◆ Aim of the task:
This exercise calls for every record to be returned exactly, with pictures removed.
Excerpted records Start Marker
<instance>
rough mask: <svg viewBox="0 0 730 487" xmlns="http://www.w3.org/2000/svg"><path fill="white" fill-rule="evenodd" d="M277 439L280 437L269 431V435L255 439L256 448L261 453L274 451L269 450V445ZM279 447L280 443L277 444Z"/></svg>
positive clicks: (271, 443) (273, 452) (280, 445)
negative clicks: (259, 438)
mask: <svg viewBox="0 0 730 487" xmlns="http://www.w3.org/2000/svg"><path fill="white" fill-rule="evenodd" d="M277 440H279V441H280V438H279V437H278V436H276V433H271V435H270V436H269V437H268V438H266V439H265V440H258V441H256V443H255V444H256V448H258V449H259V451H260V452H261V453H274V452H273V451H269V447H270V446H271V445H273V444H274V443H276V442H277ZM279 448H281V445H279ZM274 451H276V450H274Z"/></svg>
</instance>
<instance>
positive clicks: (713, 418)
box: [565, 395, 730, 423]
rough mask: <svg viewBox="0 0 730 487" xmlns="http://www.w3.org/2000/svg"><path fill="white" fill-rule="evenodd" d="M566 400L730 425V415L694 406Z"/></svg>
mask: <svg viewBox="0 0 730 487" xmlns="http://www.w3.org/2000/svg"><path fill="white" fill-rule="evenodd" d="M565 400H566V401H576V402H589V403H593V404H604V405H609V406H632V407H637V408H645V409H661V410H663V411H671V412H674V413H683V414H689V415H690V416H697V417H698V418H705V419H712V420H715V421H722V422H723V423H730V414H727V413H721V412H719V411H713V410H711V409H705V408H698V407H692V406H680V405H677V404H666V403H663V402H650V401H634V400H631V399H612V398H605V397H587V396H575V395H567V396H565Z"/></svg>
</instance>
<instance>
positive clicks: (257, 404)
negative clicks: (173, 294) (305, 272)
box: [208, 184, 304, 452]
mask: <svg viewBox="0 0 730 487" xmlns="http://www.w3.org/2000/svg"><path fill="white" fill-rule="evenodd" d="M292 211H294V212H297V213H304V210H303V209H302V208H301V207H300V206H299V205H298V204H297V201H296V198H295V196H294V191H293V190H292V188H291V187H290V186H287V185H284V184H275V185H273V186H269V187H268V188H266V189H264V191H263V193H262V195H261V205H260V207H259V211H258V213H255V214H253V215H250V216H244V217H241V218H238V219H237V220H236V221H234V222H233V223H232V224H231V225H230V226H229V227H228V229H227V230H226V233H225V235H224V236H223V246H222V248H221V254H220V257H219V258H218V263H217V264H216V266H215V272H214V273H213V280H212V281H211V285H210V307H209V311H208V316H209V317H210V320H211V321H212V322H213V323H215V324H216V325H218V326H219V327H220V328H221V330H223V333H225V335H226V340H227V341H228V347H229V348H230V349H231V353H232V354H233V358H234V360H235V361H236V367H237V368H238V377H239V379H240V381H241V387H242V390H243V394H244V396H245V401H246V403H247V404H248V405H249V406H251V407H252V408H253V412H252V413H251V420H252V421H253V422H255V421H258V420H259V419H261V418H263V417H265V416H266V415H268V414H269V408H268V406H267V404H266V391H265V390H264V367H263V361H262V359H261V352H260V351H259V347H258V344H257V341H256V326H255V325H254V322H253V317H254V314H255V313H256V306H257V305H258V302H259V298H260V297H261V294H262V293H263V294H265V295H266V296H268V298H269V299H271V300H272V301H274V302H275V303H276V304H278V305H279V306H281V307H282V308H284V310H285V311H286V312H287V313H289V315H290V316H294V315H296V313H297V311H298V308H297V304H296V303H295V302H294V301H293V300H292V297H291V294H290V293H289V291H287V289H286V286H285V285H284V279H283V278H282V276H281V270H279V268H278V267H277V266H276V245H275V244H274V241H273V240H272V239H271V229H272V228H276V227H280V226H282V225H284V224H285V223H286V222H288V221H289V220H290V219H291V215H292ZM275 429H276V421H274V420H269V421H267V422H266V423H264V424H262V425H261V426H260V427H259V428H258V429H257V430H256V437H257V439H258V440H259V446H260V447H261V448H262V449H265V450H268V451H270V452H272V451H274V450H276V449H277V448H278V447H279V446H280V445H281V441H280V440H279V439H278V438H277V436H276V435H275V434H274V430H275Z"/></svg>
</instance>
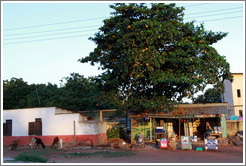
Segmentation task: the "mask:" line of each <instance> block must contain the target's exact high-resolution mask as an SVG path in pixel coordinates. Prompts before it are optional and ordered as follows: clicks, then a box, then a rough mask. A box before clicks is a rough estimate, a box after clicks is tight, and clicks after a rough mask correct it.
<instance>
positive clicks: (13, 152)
Excerpted records End Marker
◆ Exercise result:
<instance>
rough mask: <svg viewBox="0 0 730 487" xmlns="http://www.w3.org/2000/svg"><path fill="white" fill-rule="evenodd" d="M277 439L280 437L269 431V435L255 439L256 448L261 453L274 451L269 450V445ZM279 447L280 443L277 444Z"/></svg>
positive clicks: (271, 443) (273, 452) (280, 445)
negative clicks: (259, 438)
mask: <svg viewBox="0 0 730 487" xmlns="http://www.w3.org/2000/svg"><path fill="white" fill-rule="evenodd" d="M277 440H279V441H280V438H279V437H278V436H276V433H271V435H270V436H269V437H268V438H266V439H265V440H258V441H256V443H255V444H256V448H258V449H259V451H260V452H261V453H274V452H273V451H269V447H270V446H271V445H273V444H274V443H276V442H277ZM279 448H281V445H279ZM274 451H276V450H274Z"/></svg>
</instance>
<instance>
positive clicks: (713, 418)
box: [565, 395, 730, 423]
rough mask: <svg viewBox="0 0 730 487" xmlns="http://www.w3.org/2000/svg"><path fill="white" fill-rule="evenodd" d="M566 400L730 425V415L694 406Z"/></svg>
mask: <svg viewBox="0 0 730 487" xmlns="http://www.w3.org/2000/svg"><path fill="white" fill-rule="evenodd" d="M565 400H566V401H576V402H589V403H593V404H604V405H609V406H632V407H637V408H645V409H661V410H663V411H671V412H674V413H683V414H689V415H690V416H697V417H698V418H705V419H712V420H715V421H722V422H723V423H730V414H727V413H721V412H719V411H713V410H711V409H705V408H698V407H692V406H680V405H677V404H666V403H663V402H650V401H634V400H631V399H612V398H605V397H587V396H575V395H567V396H565Z"/></svg>
</instance>
<instance>
positive clicks: (257, 404)
negative clicks: (173, 294) (305, 272)
box: [208, 184, 304, 452]
mask: <svg viewBox="0 0 730 487" xmlns="http://www.w3.org/2000/svg"><path fill="white" fill-rule="evenodd" d="M292 211H294V212H297V213H304V210H303V209H302V208H301V207H300V206H299V205H298V204H297V201H296V198H295V196H294V191H293V190H292V188H291V187H290V186H287V185H284V184H275V185H273V186H269V187H268V188H266V189H264V191H263V193H262V195H261V205H260V207H259V211H258V213H255V214H253V215H250V216H244V217H241V218H238V219H237V220H236V221H234V222H233V223H232V224H231V225H230V226H229V227H228V229H227V230H226V233H225V235H224V236H223V246H222V248H221V254H220V257H219V258H218V263H217V264H216V266H215V272H214V273H213V280H212V281H211V285H210V307H209V311H208V316H209V317H210V320H211V321H212V322H213V323H215V324H216V325H218V326H219V327H220V328H221V330H223V333H225V335H226V340H227V341H228V347H229V348H230V349H231V353H232V354H233V358H234V360H235V361H236V367H237V368H238V377H239V379H240V381H241V387H242V390H243V394H244V396H245V401H246V403H247V404H248V405H249V406H251V407H252V408H253V412H252V413H251V420H252V421H253V422H255V421H258V420H259V419H261V418H263V417H265V416H266V415H268V414H269V408H268V406H267V404H266V391H265V390H264V367H263V361H262V359H261V352H260V351H259V347H258V344H257V341H256V326H255V325H254V322H253V317H254V314H255V313H256V306H257V305H258V302H259V298H260V297H261V294H262V293H263V294H265V295H266V296H268V298H269V299H271V300H272V301H274V302H275V303H276V304H278V305H279V306H281V307H282V308H284V310H285V311H286V312H287V313H289V315H290V316H294V315H296V313H297V311H298V308H297V304H296V303H295V302H294V301H293V300H292V297H291V294H290V293H289V291H287V289H286V286H285V285H284V279H283V278H282V276H281V270H279V268H278V267H277V266H276V245H275V244H274V241H273V240H272V239H271V229H272V228H276V227H280V226H282V225H284V224H285V223H286V222H288V221H289V220H290V219H291V215H292ZM275 429H276V421H274V420H269V421H267V422H266V423H264V424H262V425H261V426H260V427H259V428H258V429H257V430H256V437H257V439H258V440H259V446H260V447H261V448H262V449H265V450H268V451H270V452H272V451H274V450H276V449H277V448H278V447H279V446H280V445H281V441H280V440H279V439H278V438H277V436H276V435H275V434H274V430H275Z"/></svg>
</instance>
Segmentation task: the "mask:" line of each <instance> block must contain the target's exact high-resolution mask as an SVG path in pixel coordinates. Prompts before it are optional and ordered as follows: clicks, then a box, then a rough mask. A box before clicks is a rough estimate, a box after clicks is tight, and clicks after a rough mask correct it.
<instance>
positive clicks: (13, 152)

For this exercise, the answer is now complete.